### SELECTED TEXT:
#####

Data Science at Home
History and applications of Deep Learning: A New Podcast Episode
What is deep learning?
If you have no patience, deep learning is the result of training many layers of non-linear processing units for feature extraction and data transformation e.g. from pixel, to edges, to shapes, to object classification, to scene description, captioning, etc.
History
As old as the 80s! Then why this approach has been abandoned for a while?
The answer is in the lack of big training data and computing power in the early days.
However, five major events occurred in the past and all of them contributed to define and make what we today call deep learning possible.
Fukushima’s Neocognitron introduced convolutional neural networks partially trained by unsupervised learning with human-directed features in the neural plane.
Backpropagation Yann LeCun et al. (1989) applied supervised backpropagation to such architectures. Weng et al. (1992) published convolutional neural networks Cresceptron for 3-D object recognition from images of cluttered scenes and segmentation of such objects from images.
Max-pooling (1992) appeared to be first proposed by Cresceptron to enable the network to tolerate small-to-large deformation in a hierarchical way, while using convolution. Max-pooling helps, but does not guarantee, shift-invariance at the pixel level.
People tried to train deep networks and they mostly failed. Why?
Sepp Hochreiter‘s diploma thesis of 1991 formally identified the reason for this failure as the vanishing gradient problem, which affects many-layered feedforward networks and recurrent neural networks.
What are vanishing gradients?

#####

### THE INPUT:

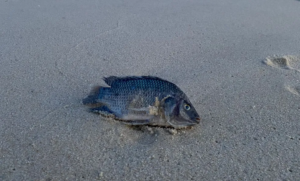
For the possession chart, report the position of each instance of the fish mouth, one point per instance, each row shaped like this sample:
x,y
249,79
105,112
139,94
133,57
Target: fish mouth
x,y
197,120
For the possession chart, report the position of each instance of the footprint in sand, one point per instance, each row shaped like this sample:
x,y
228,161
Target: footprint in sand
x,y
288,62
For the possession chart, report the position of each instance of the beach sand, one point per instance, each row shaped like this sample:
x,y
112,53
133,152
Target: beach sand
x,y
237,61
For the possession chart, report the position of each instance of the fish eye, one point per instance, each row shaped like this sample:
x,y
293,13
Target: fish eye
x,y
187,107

#####

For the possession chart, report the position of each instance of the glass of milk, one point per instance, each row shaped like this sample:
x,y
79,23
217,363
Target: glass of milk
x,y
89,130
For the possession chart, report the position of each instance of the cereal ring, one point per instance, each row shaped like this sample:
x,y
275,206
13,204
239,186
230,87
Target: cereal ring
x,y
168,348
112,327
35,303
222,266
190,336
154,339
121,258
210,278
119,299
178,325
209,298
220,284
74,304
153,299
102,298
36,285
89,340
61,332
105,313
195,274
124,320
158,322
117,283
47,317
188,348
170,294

#####

### DIRECTION A:
Count the lines in the records that contain the string "like", treating uppercase and lowercase as different, and reply with the number alone.
### DIRECTION B:
Write the next part of the passage on the history of deep learning, beginning right after its final sentence.
The records are unrelated to the passage on the history of deep learning.

### FINAL ANSWER A:
6

### FINAL ANSWER B:
Recurrent networks are trained by unfolding them into very deep feed forward networks, where a new layer is created for each time step of an input sequence processed by the network. As errors propagate from layer to layer, they shrink exponentially with the number of layers, impeding the tuning of neuron weights which is based on those errors (LSTMs were proposed as a solution in 1997)
Pre-training (Geoffrey Hinton)
Other methods use unsupervised pre-training to structure a neural network, making it first learn generally useful feature detectors. Then the network is trained further by supervised back-propagation to classify labeled data. The deep model of Hinton et al. (2006) involves learning the distribution of a high-level representation using successive layers of binary or real-valued latent variables. It uses a restricted Boltzmann machine (Smolensky, 1986) to model each new layer of higher level features. Each new layer guarantees an increase on the lower-bound of the log likelihood of the data, thus improving the model, if trained properly.
Looks like a tongue-twister, right? Well, it basically says that if trained well, a network can generate data that are similar to the ones that were fed from the training set. Once sufficiently many layers have been learned, the deep architecture may be used as a generative model by reproducing the data ...